### [Exercise aim]
Continue the review of Dagget's book on ranchers and the western range, picking up after its final sentence.

### [Passage shown]
In time, however, a powerful truth overwhelmed him: the lands wisely used by good ranchers flourished better than those left alone! As he surveyed the West, talked with the people who live on the land, and studied the issue, he concluded that “much of the western range is in worse shape than even some of the most alarming assessments would have us believe,” with “denuded and eroding” mountains and deserts, dying streams and endangered wildlife (p. 1). But, contrary to environmentalist rhetoric and federal policy, these problems flowed from the widely-held notion that ecosystems left alone thrive but suffer under the hand of man. In truth, grazing animals generally improve the health of the land and enable it to promote the biodiversity real environmentalists (including many ranchers) desire. Thus: “The main objective of this book is to chronicle the success stories of these ranchers, and, as much as possible, the management teams with whom they work to increase biodiversity, revive riparian areas and watersheds, and restore the vitality of grasslands and savannas.” Dagget hopes “to encourage more environmentalists to work with ranchers and find their reward on the land, rather than in the hearing room or the courtroom” (p. 11).
To prove his case, Dagget shows, through personal vignettes and stories as well as gorgeous pictures (often showing, side-by-side flourishing grazed land compared with degraded left-alone preserves), how ranchers in various areas are rightly caring for the land. He visits ranches in New Mexico, Arizona, Montana, Colorado, Wyoming, Utah, and Nevada, arguing that similar approaches throughout the arid West could restore vast regions to the health they enjoyed centuries ago (when Indians set fires to control the grasslands and wild animals did what cattle can now do).

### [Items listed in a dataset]
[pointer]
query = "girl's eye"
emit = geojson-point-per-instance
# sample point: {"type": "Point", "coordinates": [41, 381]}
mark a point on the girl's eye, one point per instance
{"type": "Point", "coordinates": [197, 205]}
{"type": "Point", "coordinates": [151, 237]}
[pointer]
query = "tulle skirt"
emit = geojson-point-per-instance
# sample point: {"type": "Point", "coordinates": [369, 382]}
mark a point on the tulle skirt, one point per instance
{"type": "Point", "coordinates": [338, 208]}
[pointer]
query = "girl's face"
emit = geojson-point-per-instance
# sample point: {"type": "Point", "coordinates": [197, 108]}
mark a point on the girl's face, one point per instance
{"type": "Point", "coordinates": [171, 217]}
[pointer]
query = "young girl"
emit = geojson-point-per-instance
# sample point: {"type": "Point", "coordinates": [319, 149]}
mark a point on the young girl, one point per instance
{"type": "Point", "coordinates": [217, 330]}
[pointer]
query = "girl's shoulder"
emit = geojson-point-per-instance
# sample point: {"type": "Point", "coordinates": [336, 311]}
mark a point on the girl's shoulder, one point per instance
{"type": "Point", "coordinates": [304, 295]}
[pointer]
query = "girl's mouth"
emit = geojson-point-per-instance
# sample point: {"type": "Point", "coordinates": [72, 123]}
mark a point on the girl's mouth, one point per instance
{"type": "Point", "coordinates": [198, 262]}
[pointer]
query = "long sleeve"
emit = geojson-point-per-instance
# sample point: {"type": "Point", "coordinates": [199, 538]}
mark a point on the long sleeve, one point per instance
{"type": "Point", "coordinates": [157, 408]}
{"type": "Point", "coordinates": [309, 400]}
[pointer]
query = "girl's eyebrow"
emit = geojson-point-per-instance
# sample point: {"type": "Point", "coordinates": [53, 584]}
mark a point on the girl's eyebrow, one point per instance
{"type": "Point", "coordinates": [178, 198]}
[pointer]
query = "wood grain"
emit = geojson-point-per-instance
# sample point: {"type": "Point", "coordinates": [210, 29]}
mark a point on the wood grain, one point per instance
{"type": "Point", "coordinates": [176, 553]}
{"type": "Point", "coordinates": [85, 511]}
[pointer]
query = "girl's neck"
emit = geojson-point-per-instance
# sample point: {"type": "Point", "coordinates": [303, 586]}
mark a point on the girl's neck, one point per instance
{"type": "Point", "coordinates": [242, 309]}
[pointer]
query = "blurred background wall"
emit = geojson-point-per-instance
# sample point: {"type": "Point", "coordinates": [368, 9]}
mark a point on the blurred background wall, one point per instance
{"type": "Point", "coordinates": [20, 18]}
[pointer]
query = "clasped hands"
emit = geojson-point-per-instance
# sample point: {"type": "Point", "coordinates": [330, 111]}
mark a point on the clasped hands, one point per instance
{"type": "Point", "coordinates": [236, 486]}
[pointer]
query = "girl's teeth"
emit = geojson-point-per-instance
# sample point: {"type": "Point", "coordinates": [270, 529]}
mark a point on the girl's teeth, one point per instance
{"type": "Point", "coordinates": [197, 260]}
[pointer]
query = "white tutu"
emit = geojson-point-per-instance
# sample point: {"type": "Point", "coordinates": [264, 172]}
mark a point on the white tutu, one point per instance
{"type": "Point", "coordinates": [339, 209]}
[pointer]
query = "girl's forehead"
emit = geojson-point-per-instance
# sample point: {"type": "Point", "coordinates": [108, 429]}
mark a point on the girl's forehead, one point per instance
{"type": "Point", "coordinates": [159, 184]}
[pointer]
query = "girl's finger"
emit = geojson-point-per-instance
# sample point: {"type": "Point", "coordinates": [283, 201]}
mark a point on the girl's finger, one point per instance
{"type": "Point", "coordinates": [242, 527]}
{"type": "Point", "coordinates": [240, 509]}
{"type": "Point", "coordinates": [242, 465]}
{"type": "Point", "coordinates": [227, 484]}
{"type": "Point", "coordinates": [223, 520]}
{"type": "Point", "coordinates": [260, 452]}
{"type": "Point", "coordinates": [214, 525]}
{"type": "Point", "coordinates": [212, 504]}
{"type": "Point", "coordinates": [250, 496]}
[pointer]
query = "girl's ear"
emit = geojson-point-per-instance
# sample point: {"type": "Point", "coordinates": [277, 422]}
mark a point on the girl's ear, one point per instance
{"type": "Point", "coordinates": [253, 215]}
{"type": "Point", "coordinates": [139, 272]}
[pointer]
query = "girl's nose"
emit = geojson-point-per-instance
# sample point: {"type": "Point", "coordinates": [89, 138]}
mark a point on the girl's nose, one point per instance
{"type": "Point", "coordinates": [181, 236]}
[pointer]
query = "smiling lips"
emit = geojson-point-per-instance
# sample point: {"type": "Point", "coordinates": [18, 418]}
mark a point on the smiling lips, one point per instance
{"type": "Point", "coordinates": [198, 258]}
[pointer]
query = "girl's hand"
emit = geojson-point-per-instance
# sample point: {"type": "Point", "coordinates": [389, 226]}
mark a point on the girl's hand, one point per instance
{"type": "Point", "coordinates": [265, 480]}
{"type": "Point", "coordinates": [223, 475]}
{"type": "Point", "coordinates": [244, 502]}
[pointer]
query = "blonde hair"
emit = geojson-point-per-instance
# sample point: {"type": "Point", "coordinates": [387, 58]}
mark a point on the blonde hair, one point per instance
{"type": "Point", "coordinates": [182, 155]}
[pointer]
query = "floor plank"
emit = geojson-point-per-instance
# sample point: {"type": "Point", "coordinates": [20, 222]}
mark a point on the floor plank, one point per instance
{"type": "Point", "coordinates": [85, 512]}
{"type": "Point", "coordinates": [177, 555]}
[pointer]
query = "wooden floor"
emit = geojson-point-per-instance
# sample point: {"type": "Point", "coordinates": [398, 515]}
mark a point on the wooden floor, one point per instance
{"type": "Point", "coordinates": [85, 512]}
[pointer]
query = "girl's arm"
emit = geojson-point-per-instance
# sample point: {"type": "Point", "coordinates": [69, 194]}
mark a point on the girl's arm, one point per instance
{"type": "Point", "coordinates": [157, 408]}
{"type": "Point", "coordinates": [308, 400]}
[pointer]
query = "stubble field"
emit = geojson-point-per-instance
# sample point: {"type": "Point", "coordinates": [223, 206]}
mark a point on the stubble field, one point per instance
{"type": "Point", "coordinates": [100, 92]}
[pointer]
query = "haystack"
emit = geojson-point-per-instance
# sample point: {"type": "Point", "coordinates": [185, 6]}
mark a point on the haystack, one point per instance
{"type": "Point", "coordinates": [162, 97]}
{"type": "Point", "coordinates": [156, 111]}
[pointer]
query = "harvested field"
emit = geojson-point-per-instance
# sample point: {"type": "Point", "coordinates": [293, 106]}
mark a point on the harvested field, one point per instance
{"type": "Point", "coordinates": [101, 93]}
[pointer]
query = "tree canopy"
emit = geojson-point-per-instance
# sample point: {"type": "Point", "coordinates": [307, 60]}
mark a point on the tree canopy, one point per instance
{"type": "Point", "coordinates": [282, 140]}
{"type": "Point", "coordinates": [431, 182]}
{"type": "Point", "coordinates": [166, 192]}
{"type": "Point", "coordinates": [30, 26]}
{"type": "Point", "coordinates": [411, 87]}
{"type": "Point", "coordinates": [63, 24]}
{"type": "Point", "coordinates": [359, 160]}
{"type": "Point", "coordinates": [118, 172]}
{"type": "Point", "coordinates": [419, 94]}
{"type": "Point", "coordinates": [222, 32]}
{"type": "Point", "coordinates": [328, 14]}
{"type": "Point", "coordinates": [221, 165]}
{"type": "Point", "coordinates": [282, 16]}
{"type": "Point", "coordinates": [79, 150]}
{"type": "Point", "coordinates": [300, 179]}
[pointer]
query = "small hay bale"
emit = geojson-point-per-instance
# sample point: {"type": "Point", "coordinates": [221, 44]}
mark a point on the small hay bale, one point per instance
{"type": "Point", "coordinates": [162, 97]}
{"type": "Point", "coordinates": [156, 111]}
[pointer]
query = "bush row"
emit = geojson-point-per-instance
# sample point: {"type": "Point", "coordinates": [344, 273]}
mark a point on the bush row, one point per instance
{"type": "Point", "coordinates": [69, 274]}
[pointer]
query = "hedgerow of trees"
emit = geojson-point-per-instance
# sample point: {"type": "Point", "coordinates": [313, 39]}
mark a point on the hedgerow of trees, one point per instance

### [Answer area]
“The ranchers and conservationists who populate these pages,” says Wendell Berry in his promotional blurb, “have quit fighting over the contested landscapes and have begun restoring them. It would be hard to overestimate the importance of their stories. I read this book eagerly, recognizing it as something I have been waiting for, and it gave me hope.”
1 of 1 people found the following review helpful.
Learning to work w/environmentalists and has it been successful?
By Patricia
I have been researching the animal rights movement and its' involvement w/Agenda 21, now referred to as Agenda 2030 and/or other labels such as "General Plan 2030."
Beyond the Rangeland Conflict provides the reader w/first hand stories of the methodology being used by the EPA and other regulators, to work w/long time large ranches. Purportedly, to save the environment.
What amazes me as a long time upland game hunter is, farmers, ranchers and hunters have for decades been environmentalists. To succeed, one must work w/and monitor weather, water, rain, and so on. Ranching is a very special life style and not meant for all persons. Ranchers do an amazing job feeding America and government needs to back off and learn from those who live w/the environment every single day. An excellent read and do it w/an open mind.